AIM: Copy out, word for word, the lines of the records starting at the line that contains "Check that one keypoint sits on every instance of the red" and continuing through the last line of the records.

── DATA SUPPLIED

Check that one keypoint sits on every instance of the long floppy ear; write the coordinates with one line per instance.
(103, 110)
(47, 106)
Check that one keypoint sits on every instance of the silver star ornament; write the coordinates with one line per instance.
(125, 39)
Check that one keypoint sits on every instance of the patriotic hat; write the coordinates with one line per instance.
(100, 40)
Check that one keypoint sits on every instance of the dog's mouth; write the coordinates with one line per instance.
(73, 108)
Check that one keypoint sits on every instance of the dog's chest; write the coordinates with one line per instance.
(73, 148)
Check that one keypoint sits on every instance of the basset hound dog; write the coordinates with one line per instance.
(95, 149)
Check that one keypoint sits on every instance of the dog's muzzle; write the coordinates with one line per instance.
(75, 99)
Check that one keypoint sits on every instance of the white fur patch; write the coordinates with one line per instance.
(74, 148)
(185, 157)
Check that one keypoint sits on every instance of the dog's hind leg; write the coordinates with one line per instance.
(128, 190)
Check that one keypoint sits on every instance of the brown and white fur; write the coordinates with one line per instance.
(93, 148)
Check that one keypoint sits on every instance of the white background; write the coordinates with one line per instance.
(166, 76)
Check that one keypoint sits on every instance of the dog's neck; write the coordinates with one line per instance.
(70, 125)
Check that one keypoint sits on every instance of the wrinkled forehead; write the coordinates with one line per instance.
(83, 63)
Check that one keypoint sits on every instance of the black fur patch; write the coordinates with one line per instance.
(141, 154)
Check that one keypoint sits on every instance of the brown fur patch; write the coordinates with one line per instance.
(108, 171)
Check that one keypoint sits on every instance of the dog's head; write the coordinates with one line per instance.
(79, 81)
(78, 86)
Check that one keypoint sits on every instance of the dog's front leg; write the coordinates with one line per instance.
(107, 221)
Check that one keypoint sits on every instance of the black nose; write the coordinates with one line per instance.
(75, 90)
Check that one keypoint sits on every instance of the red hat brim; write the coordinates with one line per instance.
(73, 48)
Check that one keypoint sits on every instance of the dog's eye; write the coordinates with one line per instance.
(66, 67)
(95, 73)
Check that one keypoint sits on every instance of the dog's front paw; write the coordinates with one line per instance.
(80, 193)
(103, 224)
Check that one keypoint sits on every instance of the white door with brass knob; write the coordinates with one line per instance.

────

RESULT:
Check that one keypoint sits on every instance of the red hat brim; write the coordinates with one line per instance.
(73, 48)
Check that one keypoint sits on every instance of the dog's eye; write the coordinates with one line per instance.
(66, 67)
(95, 73)
Check that one keypoint sits on every instance of the dog's front paw; write the coordinates with one line per instance.
(80, 193)
(103, 224)
Check that one keypoint sits on every instance of the white door with brass knob; write the coordinates with one line per instance.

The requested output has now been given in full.